Image region labeling listing:
# # # # # # #

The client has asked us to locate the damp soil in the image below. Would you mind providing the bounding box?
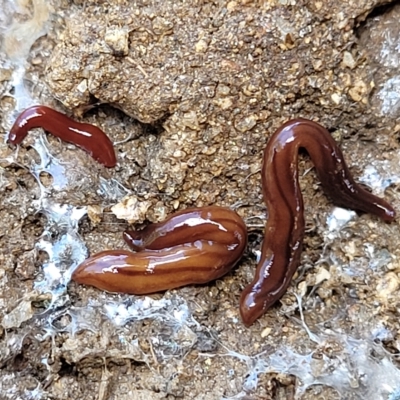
[0,0,400,400]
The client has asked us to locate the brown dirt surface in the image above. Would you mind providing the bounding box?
[0,0,400,400]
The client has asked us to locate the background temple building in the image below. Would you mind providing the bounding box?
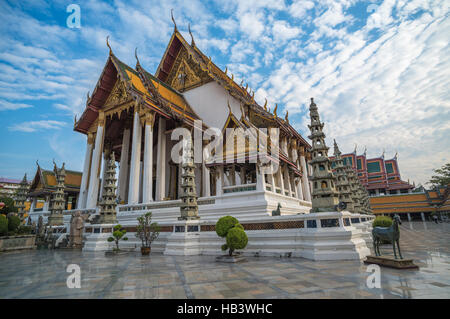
[74,28,311,213]
[332,149,450,220]
[331,148,415,196]
[25,164,81,212]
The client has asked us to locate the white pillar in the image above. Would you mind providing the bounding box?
[30,197,37,213]
[142,115,153,203]
[255,163,266,191]
[77,133,94,209]
[216,165,224,196]
[86,122,104,208]
[42,196,50,212]
[155,117,167,201]
[128,112,142,204]
[202,162,211,197]
[284,165,292,197]
[300,155,311,202]
[117,128,130,201]
[100,151,109,199]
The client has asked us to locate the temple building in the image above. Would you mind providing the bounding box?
[25,164,82,212]
[331,148,415,196]
[74,26,311,218]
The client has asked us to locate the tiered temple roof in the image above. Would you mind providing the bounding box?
[332,148,414,192]
[74,27,311,175]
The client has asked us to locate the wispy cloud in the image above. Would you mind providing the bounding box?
[8,120,67,133]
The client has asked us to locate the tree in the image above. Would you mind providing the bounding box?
[108,224,128,251]
[216,216,248,256]
[136,212,160,247]
[0,197,17,215]
[428,163,450,187]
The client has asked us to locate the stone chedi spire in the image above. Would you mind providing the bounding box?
[179,140,200,220]
[308,98,339,213]
[345,164,361,214]
[334,140,353,212]
[98,152,117,224]
[15,174,28,221]
[48,162,66,226]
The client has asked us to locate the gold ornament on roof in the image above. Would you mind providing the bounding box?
[170,9,178,31]
[106,35,112,55]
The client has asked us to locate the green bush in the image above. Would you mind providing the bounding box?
[0,214,8,236]
[227,227,248,255]
[372,216,392,227]
[17,225,31,235]
[216,216,242,237]
[216,216,248,256]
[8,215,20,233]
[108,224,128,251]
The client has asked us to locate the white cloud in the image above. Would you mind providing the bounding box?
[8,120,67,133]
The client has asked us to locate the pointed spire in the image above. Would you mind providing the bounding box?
[134,47,141,68]
[188,23,195,47]
[106,35,113,56]
[170,9,178,32]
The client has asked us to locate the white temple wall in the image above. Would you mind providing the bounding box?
[183,82,241,129]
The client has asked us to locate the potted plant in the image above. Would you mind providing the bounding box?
[108,224,128,253]
[216,216,248,262]
[136,212,160,255]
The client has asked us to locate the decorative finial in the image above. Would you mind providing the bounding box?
[170,9,178,31]
[188,23,195,47]
[106,35,112,55]
[134,47,141,67]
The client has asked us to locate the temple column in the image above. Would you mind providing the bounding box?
[216,165,224,196]
[86,112,105,209]
[128,111,142,204]
[202,162,211,197]
[77,133,94,209]
[155,116,167,201]
[117,128,130,203]
[142,113,154,203]
[283,165,292,197]
[42,196,50,212]
[255,163,266,191]
[300,155,311,202]
[30,197,37,213]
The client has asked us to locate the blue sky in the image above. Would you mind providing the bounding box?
[0,0,450,183]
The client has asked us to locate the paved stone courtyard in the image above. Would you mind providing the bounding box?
[0,222,450,298]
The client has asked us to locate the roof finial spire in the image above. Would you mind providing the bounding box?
[188,23,195,47]
[106,35,112,55]
[170,9,178,31]
[134,47,141,68]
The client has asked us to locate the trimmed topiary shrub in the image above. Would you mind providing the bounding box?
[216,216,242,237]
[108,224,128,251]
[216,216,248,256]
[8,215,20,233]
[0,214,8,236]
[372,216,392,227]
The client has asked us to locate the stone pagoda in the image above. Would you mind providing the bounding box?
[333,140,353,212]
[346,164,361,214]
[178,140,200,220]
[98,152,117,224]
[48,162,66,226]
[308,98,339,213]
[14,174,28,222]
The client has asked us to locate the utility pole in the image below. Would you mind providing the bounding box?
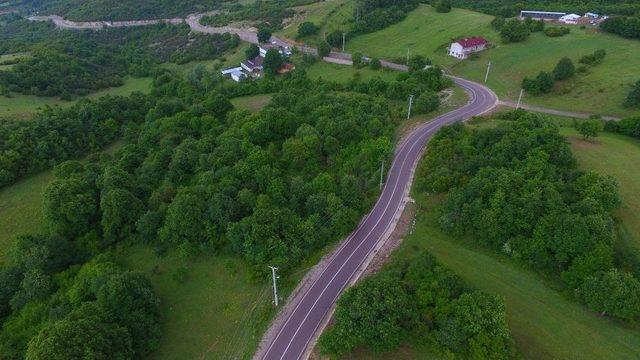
[380,159,384,190]
[516,89,524,110]
[269,266,279,307]
[407,94,413,120]
[484,61,491,82]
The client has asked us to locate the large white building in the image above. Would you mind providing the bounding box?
[520,10,567,20]
[449,37,488,60]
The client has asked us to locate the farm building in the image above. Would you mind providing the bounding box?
[240,56,264,76]
[449,37,488,59]
[520,10,567,20]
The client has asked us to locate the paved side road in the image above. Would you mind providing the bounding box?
[254,78,498,360]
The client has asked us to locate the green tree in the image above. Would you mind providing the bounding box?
[26,305,134,360]
[160,188,208,245]
[258,26,271,43]
[491,15,507,31]
[43,177,98,237]
[576,120,602,140]
[433,0,451,13]
[319,275,416,355]
[297,21,320,38]
[318,41,331,58]
[262,49,284,76]
[100,189,143,244]
[326,30,344,48]
[369,58,382,70]
[553,57,576,80]
[414,91,440,114]
[351,52,364,68]
[407,54,429,72]
[624,80,640,107]
[244,44,260,59]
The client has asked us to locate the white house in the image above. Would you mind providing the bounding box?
[520,10,567,20]
[559,14,582,24]
[231,71,247,82]
[240,56,264,76]
[258,42,292,57]
[449,37,488,59]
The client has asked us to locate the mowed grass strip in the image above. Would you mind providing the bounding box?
[347,5,640,116]
[231,94,273,112]
[402,195,640,360]
[561,127,640,260]
[118,245,273,359]
[0,170,53,262]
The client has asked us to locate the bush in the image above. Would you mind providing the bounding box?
[576,120,602,140]
[369,58,382,70]
[297,21,320,38]
[414,91,440,114]
[624,80,640,108]
[522,71,554,95]
[491,16,506,31]
[500,19,531,43]
[553,57,576,80]
[318,41,331,58]
[434,0,451,13]
[578,49,607,66]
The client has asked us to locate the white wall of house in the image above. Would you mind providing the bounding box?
[449,42,487,60]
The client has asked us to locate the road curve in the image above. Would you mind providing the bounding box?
[254,78,498,360]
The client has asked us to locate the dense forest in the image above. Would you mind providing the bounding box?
[10,0,228,21]
[0,57,449,359]
[319,253,518,359]
[417,111,640,323]
[0,15,239,100]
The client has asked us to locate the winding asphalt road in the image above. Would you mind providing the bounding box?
[256,78,498,360]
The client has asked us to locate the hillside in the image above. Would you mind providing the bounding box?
[11,0,223,21]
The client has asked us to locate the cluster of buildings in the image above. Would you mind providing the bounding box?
[520,10,607,25]
[220,43,294,82]
[449,37,489,60]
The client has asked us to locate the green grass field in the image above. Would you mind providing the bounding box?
[0,171,53,262]
[118,246,273,359]
[0,142,122,262]
[276,0,354,44]
[561,127,640,263]
[231,94,273,112]
[393,194,640,360]
[0,77,152,120]
[347,5,640,116]
[306,61,398,83]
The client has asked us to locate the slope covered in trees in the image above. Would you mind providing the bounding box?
[11,0,225,21]
[418,112,640,322]
[0,62,447,359]
[319,253,517,359]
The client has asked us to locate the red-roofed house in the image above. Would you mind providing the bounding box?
[449,37,488,59]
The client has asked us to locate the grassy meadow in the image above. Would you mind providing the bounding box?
[347,5,640,116]
[561,127,640,270]
[393,194,640,360]
[305,61,398,83]
[0,77,152,120]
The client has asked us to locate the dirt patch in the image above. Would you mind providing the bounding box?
[362,199,416,277]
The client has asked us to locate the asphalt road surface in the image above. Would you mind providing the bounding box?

# # # # # # #

WRITTEN EXERCISE
Render every line of the listing above as a JSON list of strings, one string per line and no blank lines, and leave the pictures out.

EXPECTED ANSWER
[
  "The client has asked us to locate the damp soil in the image below. Would you mind providing the bounding box?",
  "[0,0,400,400]",
  "The client has asked us to locate the brown dirt surface in the image above. Would you mind providing the bounding box?",
  "[0,0,400,400]",
  "The client has asked us to locate the background temple building in the image below. Would you mind providing the bounding box?",
  "[74,28,311,213]",
  "[332,149,450,220]",
  "[331,148,415,196]",
  "[25,164,81,212]",
  "The client has asked us to locate the white pillar in the image above. Would you mind providing the bounding box?",
  "[30,197,37,213]",
  "[142,115,153,203]",
  "[255,163,266,191]",
  "[77,133,94,209]",
  "[216,165,224,196]",
  "[86,122,104,208]",
  "[42,196,50,212]",
  "[155,117,167,201]",
  "[128,112,142,204]",
  "[202,162,211,197]",
  "[284,165,292,197]",
  "[300,155,311,202]",
  "[117,128,130,201]",
  "[100,151,109,199]",
  "The client has asked us to locate the temple building in the image above. Would you mind providing the bounding box?",
  "[25,164,82,212]",
  "[331,148,415,196]",
  "[74,26,311,218]",
  "The client has asked us to locate the tiered temple roof in the image above. Would you mind providing the bounding box?",
  "[332,148,414,192]",
  "[74,27,311,175]",
  "The client has asked us to locate the wispy cloud in the image above. Would you mind providing the bounding box?",
  "[8,120,67,133]",
  "The client has asked us to locate the tree in the image above. Would you mind providing the bounding box?",
  "[108,224,128,251]",
  "[216,216,248,256]",
  "[136,212,160,247]",
  "[0,197,17,215]",
  "[428,163,450,187]",
  "The client has asked us to locate the stone chedi spire in the image above. Would you mind providing the bounding box?",
  "[179,140,200,220]",
  "[308,98,339,213]",
  "[345,164,361,214]",
  "[334,140,353,212]",
  "[98,152,117,224]",
  "[15,174,28,221]",
  "[48,162,66,226]",
  "The client has asked us to locate the gold ornament on roof in the image above. Would you mind providing the bounding box?",
  "[170,9,178,31]",
  "[106,35,112,55]",
  "The client has asked us to locate the green bush in the image above. Would you mind providing the bounding box?",
  "[0,214,8,236]",
  "[227,227,248,255]",
  "[372,216,392,227]",
  "[17,225,31,235]",
  "[216,216,242,237]",
  "[216,216,248,256]",
  "[8,215,20,233]",
  "[108,224,128,251]",
  "The client has asked us to locate the white cloud in the image above. Would you mind providing the bounding box?",
  "[8,120,67,133]",
  "The client has asked us to locate the pointed spire in the image above. Would you mind providing the bounding box?",
  "[134,47,141,68]",
  "[188,23,195,47]",
  "[106,35,113,56]",
  "[170,9,178,32]",
  "The client has asked us to locate the white temple wall in the image above. Would you mind providing the bounding box?",
  "[183,82,241,129]",
  "The client has asked us to locate the potted plant in the image above. Would you mind providing the bounding box?",
  "[108,224,128,253]",
  "[216,216,248,262]",
  "[136,212,160,255]",
  "The client has asked us to locate the decorative finial in the image above. Would you mind providing the bounding box?",
  "[170,9,178,31]",
  "[188,23,195,47]",
  "[106,35,112,55]",
  "[134,47,141,67]",
  "The client has asked us to locate the temple column in the image above. Would you mind providing the bounding box?",
  "[216,165,224,196]",
  "[86,112,105,209]",
  "[128,111,142,204]",
  "[202,162,211,197]",
  "[77,133,94,209]",
  "[155,116,167,201]",
  "[117,128,130,203]",
  "[142,113,154,203]",
  "[283,165,292,197]",
  "[42,196,50,212]",
  "[255,163,266,191]",
  "[300,155,311,202]",
  "[30,197,37,213]",
  "The client has asked us to locate the blue sky in the image above. Would you mind providing the bounding box?",
  "[0,0,450,183]",
  "The client has asked us to locate the paved stone courtyard in the image above. Would you mind providing the bounding box?",
  "[0,222,450,298]",
  "The client has asked us to locate the roof finial spire in the image above. Would you mind providing the bounding box?",
  "[188,23,195,47]",
  "[106,35,112,55]",
  "[170,9,178,31]",
  "[134,47,141,68]",
  "The client has asked us to locate the trimmed topiary shrub in the image above. Would you mind providing the bounding box?",
  "[216,216,242,237]",
  "[108,224,128,251]",
  "[216,216,248,256]",
  "[8,215,20,233]",
  "[0,214,8,236]",
  "[372,216,392,227]",
  "The client has asked us to locate the stone pagoda in the image above. Would you mind providing the bounding box?",
  "[333,140,353,212]",
  "[346,164,361,214]",
  "[178,140,200,220]",
  "[98,152,117,224]",
  "[48,162,66,226]",
  "[308,98,339,213]",
  "[14,174,28,222]",
  "The client has asked us to locate the utility pole in the image below. Would you mind providing the bounding box?",
  "[380,159,384,190]",
  "[516,89,524,110]",
  "[269,266,279,307]",
  "[407,94,413,120]",
  "[484,61,491,82]",
  "The client has asked us to locate the large white building in the image above. Would you mind providing the bounding box?",
  "[520,10,567,20]",
  "[449,37,488,60]",
  "The client has asked us to locate the farm building in the image above. Would you mind providing the bounding box?",
  "[240,56,264,76]",
  "[449,37,488,59]",
  "[520,10,567,20]",
  "The client has asked us to locate the paved side road in the image above. Would you mind providing the bounding box?",
  "[254,78,498,360]",
  "The client has asked us to locate the green tree in the image above. Would you mind providing the bounding box?",
  "[26,305,134,360]",
  "[160,188,208,245]",
  "[258,26,271,43]",
  "[491,15,507,31]",
  "[43,177,98,237]",
  "[576,120,602,140]",
  "[433,0,451,13]",
  "[319,275,416,355]",
  "[297,21,320,38]",
  "[318,41,331,58]",
  "[262,49,284,76]",
  "[100,189,143,244]",
  "[326,30,344,48]",
  "[369,58,382,70]",
  "[553,57,576,80]",
  "[414,91,440,114]",
  "[351,52,364,68]",
  "[407,54,429,72]",
  "[624,80,640,107]",
  "[244,44,260,59]",
  "The client has asked us to locate the white house in the image above. Would you mind providing the bounding box?",
  "[520,10,567,20]",
  "[559,14,582,24]",
  "[231,71,247,82]",
  "[240,56,264,76]",
  "[258,42,292,57]",
  "[449,37,488,59]",
  "The client has asked us to locate the mowed grass strip in the image above. Would you mind providing the bounding box?",
  "[347,5,640,116]",
  "[231,94,273,112]",
  "[402,195,640,360]",
  "[561,127,640,260]",
  "[118,245,273,359]",
  "[0,170,53,262]",
  "The client has asked us to locate the bush in the image above. Would you mind providing the bounding box?",
  "[576,120,602,140]",
  "[369,58,382,70]",
  "[297,21,320,38]",
  "[414,91,440,114]",
  "[624,80,640,108]",
  "[522,71,554,95]",
  "[491,16,506,31]",
  "[500,19,531,43]",
  "[553,57,576,80]",
  "[318,41,331,58]",
  "[434,0,451,13]",
  "[578,49,607,66]",
  "The client has asked us to locate the white wall of house in the image above. Would you mind providing the bounding box?",
  "[449,42,487,60]",
  "The client has asked us to locate the road curve in the image above. Would you mind providing the bounding box?",
  "[254,78,498,360]",
  "The client has asked us to locate the dense forest in the image above. Would you mind providing the bounding box?",
  "[10,0,228,21]",
  "[0,57,449,359]",
  "[319,253,518,359]",
  "[417,111,640,323]",
  "[0,15,239,100]",
  "The client has asked us to locate the winding asphalt road in the image above. Would you mind providing the bounding box?",
  "[256,78,498,360]",
  "The client has asked us to locate the hillside in the image above. Would you mind providing the bounding box?",
  "[11,0,223,21]",
  "The client has asked us to locate the cluster of buildings in the image above. Would you mind providing the bounding box?",
  "[520,10,607,25]",
  "[220,43,294,82]",
  "[449,37,489,60]",
  "The client has asked us to locate the green grass field in the image above. Would you mind providing the bounding box?",
  "[0,171,53,262]",
  "[118,246,273,359]",
  "[0,142,122,262]",
  "[276,0,354,44]",
  "[561,127,640,263]",
  "[231,94,273,112]",
  "[393,194,640,360]",
  "[0,77,152,120]",
  "[347,5,640,116]",
  "[306,61,398,83]",
  "The client has asked us to locate the slope covered in trees in the image above. Would you mind providing the bounding box?",
  "[11,0,225,21]",
  "[418,112,640,322]",
  "[0,62,447,359]",
  "[319,253,517,359]",
  "The client has asked us to locate the red-roofed house in the image above. Would you mind providing the bounding box?",
  "[449,37,488,59]",
  "The client has asked us to locate the grassy meadow in the image above. Would you mind providing the bounding box?",
  "[347,5,640,116]",
  "[561,127,640,270]",
  "[393,194,640,360]",
  "[305,61,398,83]",
  "[0,77,152,120]",
  "The client has asked us to locate the dirt patch in the image above. Would you mind providing the bounding box?",
  "[362,199,416,277]",
  "The client has asked us to locate the asphalt road surface in the image above. Would you mind providing the bounding box?"
]